◆ **EXERCISE REQUIREMENTS**:
Answer from the abstract on spatial birth–death–move processes:
(a) What kind of process describes the temporal evolution of the population size?
(b) What type of estimators is used for the birth and death intensity functions?
(c) The spatiotemporal dynamics of proteins involved in which mechanism are analyzed with the method?

◆ **PROVIDED TEXT**:
Spatial Birth–Death–Move Processes: Basic Properties and Estimation of their Intensity Functions

Abstract

AbstractMany spatiotemporal data record the time of birth and death of individuals, along with their spatial trajectories during their lifetime, whether through continuous-time observations or discrete-time observations. Natural applications include epidemiology, individual-based modelling in ecology, spatiotemporal dynamics observed in bioimaging and computer vision. The aim of this article is to estimate in this context the birth and death intensity functions that depend in full generality on the current spatial configuration of all alive individuals. While the temporal evolution of the population size is a simple birth–death process, observing the lifetime and trajectories of all individuals calls for a new paradigm. To formalise this framework, we introduce spatial birth–death–move processes, where the birth and death dynamics depends on the current spatial configuration of the population and where individuals can move during their lifetime according to a continuous Markov process with possible interactions. We consider non-parametric kernel estimators of their birth and death intensity functions. The setting is original because each observation in time belongs to a non-vectorial, infinite dimensional space and the dependence between observations is barely tractable. We prove the consistency of the estimators in the presence of continuous-time and discrete-time observations, under fairly simple conditions. We moreover discuss how we can take advantage in practice of structural assumptions made on the intensity functions and we explain how data-driven bandwidth selection can be conducted, despite the unknown (and sometimes undefined) second order moments of the estimators. We finally apply our statistical method to the analysis of the spatiotemporal dynamics of proteins involved in exocytosis in cells, providing new insights on this complex mechanism.

◆ **DATA RECORDS**:
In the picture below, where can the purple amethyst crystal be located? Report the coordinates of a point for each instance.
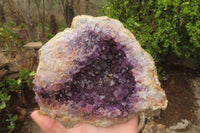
(96, 72)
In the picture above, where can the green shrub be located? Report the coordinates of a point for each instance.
(163, 27)
(12, 120)
(9, 40)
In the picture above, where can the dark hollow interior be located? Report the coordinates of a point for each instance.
(105, 81)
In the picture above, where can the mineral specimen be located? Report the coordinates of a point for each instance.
(96, 72)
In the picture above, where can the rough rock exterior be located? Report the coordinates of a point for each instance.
(96, 72)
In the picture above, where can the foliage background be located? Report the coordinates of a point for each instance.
(163, 27)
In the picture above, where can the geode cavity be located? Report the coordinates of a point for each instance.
(96, 72)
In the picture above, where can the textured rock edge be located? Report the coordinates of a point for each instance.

◆ **EXERCISE ANSWER**:
(a) A simple birth–death process.
(b) Non-parametric kernel estimators.
(c) Exocytosis in cells.